(Beginning of DATA EXTRACTS)

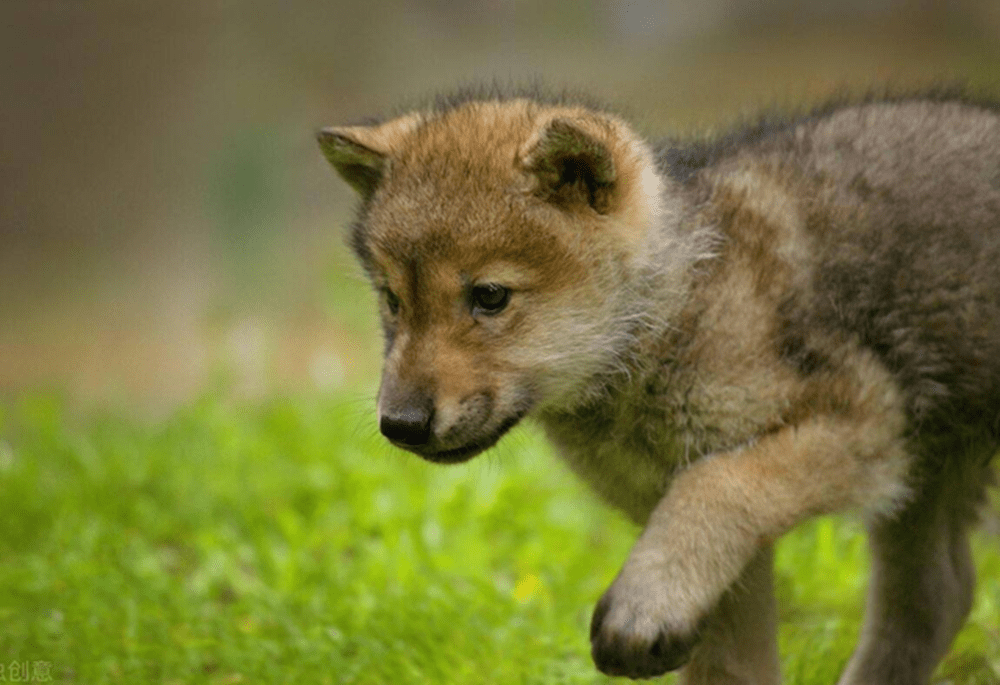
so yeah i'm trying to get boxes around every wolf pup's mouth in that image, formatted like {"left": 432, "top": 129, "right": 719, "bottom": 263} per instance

(End of DATA EXTRACTS)
(Beginning of DATA EXTRACTS)

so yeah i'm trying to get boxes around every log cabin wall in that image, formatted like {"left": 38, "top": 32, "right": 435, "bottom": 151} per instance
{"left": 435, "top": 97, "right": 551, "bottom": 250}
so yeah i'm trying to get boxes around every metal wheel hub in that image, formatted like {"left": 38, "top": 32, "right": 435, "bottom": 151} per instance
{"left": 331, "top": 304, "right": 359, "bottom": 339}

(End of DATA EXTRACTS)
(Beginning of DATA EXTRACTS)

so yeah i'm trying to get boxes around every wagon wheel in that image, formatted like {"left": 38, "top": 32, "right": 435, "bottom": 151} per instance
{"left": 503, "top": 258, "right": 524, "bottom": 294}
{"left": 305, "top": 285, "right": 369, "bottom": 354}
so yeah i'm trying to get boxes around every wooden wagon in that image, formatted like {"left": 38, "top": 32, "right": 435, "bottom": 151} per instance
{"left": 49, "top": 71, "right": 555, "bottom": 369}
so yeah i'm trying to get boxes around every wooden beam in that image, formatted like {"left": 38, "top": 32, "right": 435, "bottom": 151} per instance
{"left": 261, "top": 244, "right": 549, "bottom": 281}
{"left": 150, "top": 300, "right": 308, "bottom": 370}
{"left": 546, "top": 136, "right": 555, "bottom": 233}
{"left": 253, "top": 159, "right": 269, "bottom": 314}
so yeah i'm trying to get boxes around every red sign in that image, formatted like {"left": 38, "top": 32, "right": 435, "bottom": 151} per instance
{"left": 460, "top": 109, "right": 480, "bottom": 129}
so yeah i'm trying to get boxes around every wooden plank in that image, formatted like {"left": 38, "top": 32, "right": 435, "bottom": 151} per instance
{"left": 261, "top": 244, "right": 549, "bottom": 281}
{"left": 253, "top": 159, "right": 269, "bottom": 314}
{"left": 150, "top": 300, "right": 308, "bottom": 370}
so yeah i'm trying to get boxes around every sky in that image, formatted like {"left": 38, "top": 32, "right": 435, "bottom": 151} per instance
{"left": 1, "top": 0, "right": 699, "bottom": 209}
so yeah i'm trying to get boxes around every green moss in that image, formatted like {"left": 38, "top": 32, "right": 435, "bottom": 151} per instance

(End of DATA EXTRACTS)

• WHAT IS NEEDED: What are the lines above, starting at the one with "so yeah i'm trying to get boxes around every wooden beam" and ending at the one with "so yeah i'm trying to get boxes around every green"? Give them again exactly, and only them.

• YOUR RESPONSE:
so yeah i'm trying to get boxes around every wooden beam in that image, formatted like {"left": 38, "top": 32, "right": 435, "bottom": 151} per instance
{"left": 261, "top": 244, "right": 549, "bottom": 281}
{"left": 150, "top": 300, "right": 308, "bottom": 370}
{"left": 546, "top": 136, "right": 555, "bottom": 233}
{"left": 253, "top": 159, "right": 269, "bottom": 314}
so yeah i'm trying to get boxes around every red sign in that image, formatted like {"left": 38, "top": 32, "right": 435, "bottom": 151} per instance
{"left": 460, "top": 109, "right": 480, "bottom": 129}
so yeah i'm trying to get boxes around every wooden plank in that image, formatted like {"left": 38, "top": 32, "right": 435, "bottom": 151} per instance
{"left": 261, "top": 244, "right": 549, "bottom": 281}
{"left": 253, "top": 159, "right": 269, "bottom": 314}
{"left": 150, "top": 300, "right": 308, "bottom": 370}
so yeah i'm trying to get boxes around every sky in that image, formatted like {"left": 38, "top": 32, "right": 435, "bottom": 151} per instance
{"left": 1, "top": 0, "right": 699, "bottom": 209}
so yeah i'm trying to get boxes around every green moss in that image, formatted like {"left": 38, "top": 32, "right": 435, "bottom": 151} per instance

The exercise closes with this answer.